What you should do |
Here are records with pictures in them. Copy all of them exactly and leave the pictures out.

Natural language region descriptions |
####

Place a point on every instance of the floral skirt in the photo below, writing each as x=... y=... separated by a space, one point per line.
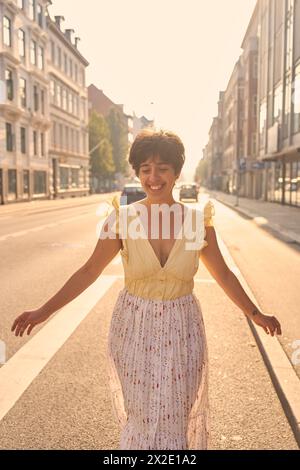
x=158 y=373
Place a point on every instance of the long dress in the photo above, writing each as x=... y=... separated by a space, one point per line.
x=157 y=358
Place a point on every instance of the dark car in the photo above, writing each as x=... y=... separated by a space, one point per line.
x=188 y=191
x=132 y=192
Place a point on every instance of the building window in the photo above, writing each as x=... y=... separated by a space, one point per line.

####

Exercise answer |
Place a point on every instance of the floral skirt in the photo below, writing each as x=... y=... separated by a space, one point per line.
x=158 y=373
Place a point on every instance of the long dress in the photo above, writing each as x=... y=... separated by a space, one point per line.
x=157 y=358
Place a point on every instance of the dark car in the photo above, writing each as x=... y=... separated by a space, one point per line.
x=188 y=191
x=132 y=192
Place a point on every instance of the building window in the photo above, writing each as x=... y=... separated by a space, one point per line.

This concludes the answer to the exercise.